--- Supplied records ---
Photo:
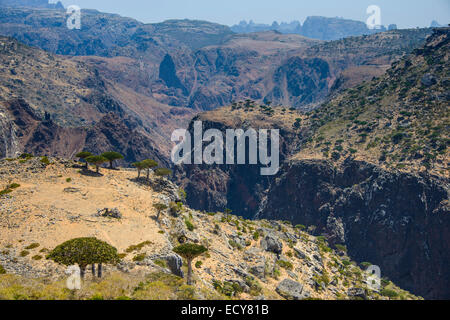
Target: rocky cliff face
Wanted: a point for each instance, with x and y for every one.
(315, 27)
(398, 221)
(212, 66)
(25, 131)
(31, 3)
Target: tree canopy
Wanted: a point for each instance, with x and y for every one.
(96, 160)
(190, 251)
(161, 172)
(84, 251)
(112, 156)
(83, 155)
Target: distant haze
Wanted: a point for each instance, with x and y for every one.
(404, 13)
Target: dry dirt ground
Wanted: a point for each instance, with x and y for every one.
(57, 202)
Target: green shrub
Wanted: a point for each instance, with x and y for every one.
(235, 245)
(189, 224)
(389, 293)
(45, 160)
(84, 251)
(160, 263)
(137, 247)
(139, 257)
(341, 247)
(24, 253)
(285, 264)
(32, 246)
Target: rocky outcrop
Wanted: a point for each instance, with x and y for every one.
(28, 132)
(31, 3)
(291, 290)
(395, 220)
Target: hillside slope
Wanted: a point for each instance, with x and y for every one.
(246, 259)
(210, 65)
(368, 169)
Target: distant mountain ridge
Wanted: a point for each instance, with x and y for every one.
(315, 27)
(31, 4)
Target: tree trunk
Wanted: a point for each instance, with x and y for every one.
(99, 270)
(82, 271)
(189, 278)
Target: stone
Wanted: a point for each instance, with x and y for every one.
(428, 80)
(110, 213)
(291, 290)
(272, 244)
(357, 293)
(258, 271)
(174, 263)
(299, 253)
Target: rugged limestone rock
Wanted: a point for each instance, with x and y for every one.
(291, 290)
(271, 244)
(110, 213)
(396, 220)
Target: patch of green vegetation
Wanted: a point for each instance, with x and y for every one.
(161, 263)
(24, 253)
(9, 188)
(235, 245)
(391, 294)
(139, 257)
(32, 246)
(285, 264)
(138, 247)
(189, 225)
(44, 160)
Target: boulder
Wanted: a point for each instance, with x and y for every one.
(110, 213)
(258, 271)
(357, 293)
(272, 244)
(174, 263)
(291, 290)
(428, 80)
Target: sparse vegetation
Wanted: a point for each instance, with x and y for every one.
(190, 251)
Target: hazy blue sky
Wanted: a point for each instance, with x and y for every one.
(404, 13)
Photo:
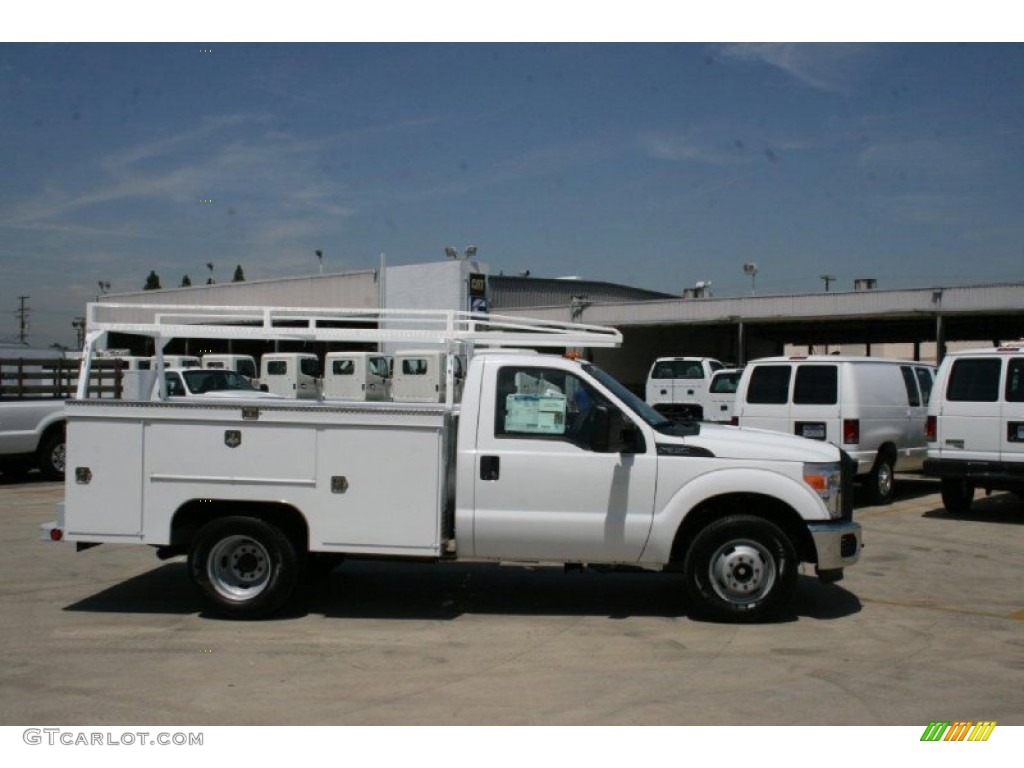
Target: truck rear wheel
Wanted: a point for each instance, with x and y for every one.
(956, 495)
(881, 480)
(52, 457)
(740, 567)
(244, 566)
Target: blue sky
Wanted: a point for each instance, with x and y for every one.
(653, 165)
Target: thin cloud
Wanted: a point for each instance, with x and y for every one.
(834, 68)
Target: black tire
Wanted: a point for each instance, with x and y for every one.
(956, 495)
(52, 456)
(245, 567)
(881, 481)
(740, 567)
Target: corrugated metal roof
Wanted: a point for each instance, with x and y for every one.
(895, 303)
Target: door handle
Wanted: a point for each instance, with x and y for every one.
(489, 467)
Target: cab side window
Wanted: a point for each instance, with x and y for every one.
(974, 380)
(816, 385)
(538, 402)
(769, 385)
(1015, 380)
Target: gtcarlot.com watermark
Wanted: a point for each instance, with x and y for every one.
(66, 737)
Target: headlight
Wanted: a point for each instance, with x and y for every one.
(826, 481)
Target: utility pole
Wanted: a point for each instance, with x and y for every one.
(23, 317)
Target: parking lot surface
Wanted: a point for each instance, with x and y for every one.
(929, 626)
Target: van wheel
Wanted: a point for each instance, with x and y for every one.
(245, 567)
(52, 457)
(881, 481)
(740, 567)
(956, 495)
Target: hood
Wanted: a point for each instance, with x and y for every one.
(753, 444)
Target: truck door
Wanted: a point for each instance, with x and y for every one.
(542, 493)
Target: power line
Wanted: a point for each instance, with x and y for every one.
(23, 317)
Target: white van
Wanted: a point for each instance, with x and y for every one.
(976, 424)
(241, 364)
(291, 374)
(720, 399)
(873, 408)
(357, 376)
(420, 376)
(676, 386)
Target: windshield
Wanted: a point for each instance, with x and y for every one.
(636, 404)
(202, 381)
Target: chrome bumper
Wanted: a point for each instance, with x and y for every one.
(838, 544)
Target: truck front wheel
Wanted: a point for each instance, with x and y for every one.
(244, 566)
(739, 567)
(52, 457)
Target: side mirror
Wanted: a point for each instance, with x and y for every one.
(613, 433)
(600, 437)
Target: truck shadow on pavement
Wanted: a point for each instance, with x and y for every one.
(1003, 508)
(430, 592)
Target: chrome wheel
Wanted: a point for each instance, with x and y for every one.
(741, 571)
(239, 567)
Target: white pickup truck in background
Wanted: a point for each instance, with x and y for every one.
(677, 387)
(546, 460)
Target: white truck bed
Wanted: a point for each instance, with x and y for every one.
(182, 453)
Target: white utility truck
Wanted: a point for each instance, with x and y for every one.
(546, 460)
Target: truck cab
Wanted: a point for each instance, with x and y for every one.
(357, 376)
(676, 386)
(291, 375)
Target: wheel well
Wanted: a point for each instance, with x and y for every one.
(195, 514)
(56, 427)
(765, 507)
(887, 450)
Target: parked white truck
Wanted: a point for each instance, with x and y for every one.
(546, 460)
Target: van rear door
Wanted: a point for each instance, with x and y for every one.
(1012, 448)
(815, 411)
(971, 427)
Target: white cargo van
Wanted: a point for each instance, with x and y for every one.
(291, 374)
(420, 376)
(976, 424)
(676, 386)
(873, 408)
(241, 364)
(357, 376)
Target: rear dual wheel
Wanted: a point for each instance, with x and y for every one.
(245, 566)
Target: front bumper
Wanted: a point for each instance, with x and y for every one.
(838, 544)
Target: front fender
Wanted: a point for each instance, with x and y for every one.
(765, 482)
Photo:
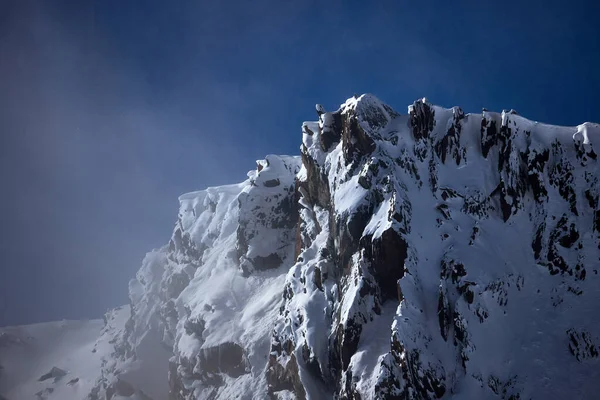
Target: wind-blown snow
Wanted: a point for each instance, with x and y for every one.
(434, 254)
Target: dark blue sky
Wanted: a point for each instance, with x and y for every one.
(110, 109)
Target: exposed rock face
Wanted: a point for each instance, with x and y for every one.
(434, 254)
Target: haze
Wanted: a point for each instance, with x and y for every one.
---
* _Exercise objective_
Starting from the records above, filter out all lines except those containing the word "rocky".

* _Output of the exercise_
Target: rocky cliff face
Target: rocky outcrop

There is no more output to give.